◆ **Selected text**:
---

Monday, June 29, 2020

PT 3: Who Loved Me Into Being

I stalled writing this because I told myself I could look for photos of the special people who made me who I am--the people who"loved me into being."  But I realized quickly I'm never going to find photos of many without a lot of effort. And even with photos, I realized it would be impossible to ever do justice to those special people.

It's been fun thinking about who the people were in my life who profoundly influenced me. I'm just going to name three of them in this post and identify how and why they influenced my person-hood.

Mary Anderson, lifelong friend of my mother.

---

◆ **Dataset**:
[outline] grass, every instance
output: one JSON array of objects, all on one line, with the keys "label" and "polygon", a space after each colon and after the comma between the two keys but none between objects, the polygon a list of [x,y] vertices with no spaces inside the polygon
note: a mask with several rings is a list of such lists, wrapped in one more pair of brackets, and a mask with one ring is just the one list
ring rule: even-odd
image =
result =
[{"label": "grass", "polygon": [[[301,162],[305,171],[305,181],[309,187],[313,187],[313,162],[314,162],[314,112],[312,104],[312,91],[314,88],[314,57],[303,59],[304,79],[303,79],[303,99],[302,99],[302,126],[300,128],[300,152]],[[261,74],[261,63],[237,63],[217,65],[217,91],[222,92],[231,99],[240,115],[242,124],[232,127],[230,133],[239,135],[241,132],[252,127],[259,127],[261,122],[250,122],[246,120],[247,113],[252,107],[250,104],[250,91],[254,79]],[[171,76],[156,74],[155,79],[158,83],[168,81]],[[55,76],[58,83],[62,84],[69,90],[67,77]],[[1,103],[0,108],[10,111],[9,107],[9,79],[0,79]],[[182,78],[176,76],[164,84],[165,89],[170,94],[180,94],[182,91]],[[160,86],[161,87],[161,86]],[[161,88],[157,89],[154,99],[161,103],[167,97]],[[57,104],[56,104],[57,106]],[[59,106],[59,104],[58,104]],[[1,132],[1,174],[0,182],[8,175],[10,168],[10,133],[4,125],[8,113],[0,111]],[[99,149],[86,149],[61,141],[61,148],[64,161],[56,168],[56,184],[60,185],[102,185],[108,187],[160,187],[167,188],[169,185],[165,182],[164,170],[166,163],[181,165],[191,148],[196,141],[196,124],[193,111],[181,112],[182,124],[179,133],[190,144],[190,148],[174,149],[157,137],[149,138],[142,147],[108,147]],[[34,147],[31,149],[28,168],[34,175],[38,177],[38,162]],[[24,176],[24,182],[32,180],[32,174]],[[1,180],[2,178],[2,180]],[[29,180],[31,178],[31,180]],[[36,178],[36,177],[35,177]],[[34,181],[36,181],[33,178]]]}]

---

Continue the blog post about the people who loved the writer into being, starting right after the line introducing Mary Anderson.

Mary had two sons who were younger than I. Our families spent our summers at a remote enclave of four large seasonal houses built on the shore of large Idaho lake. It was accessible only by water (or an arduous hike from an automobile 'landing' a mile away over rugged terrain), so once we arrived, we stayed put! The houses had no electricity, just plenty of sunshine, water, and socializing. There were numerous youngsters at the lake every summer, all within a ten year range, but most were older than I To fill my need for companionship, I played every day with Jimmy and Johnny, Mary's boys. Because they were younger, I got to be the boss, and we made up a lot of fun activities and games, but I was in charge--quite a treat for the younger child in a family of two children. Mary loved that I paid so much attention to her little boys, and through that relationship, I felt great kinship. She hung out with my mom a lot, and I used to love to see and hear Mary laugh. Her style of parenting seemed so joyful and relaxed. She listened to my stories, and always seemed so pleased to share tidbits of my life. Mary and I began corresponding while I was in college--it was especially fun to hear her take on my student life, because she was a faculty wife at another university. By then we'd formed a deep, affectionate bond. She reminded me of my mother, but without all the 'strings' of conflict that accompany a young woman's bursting from the nest.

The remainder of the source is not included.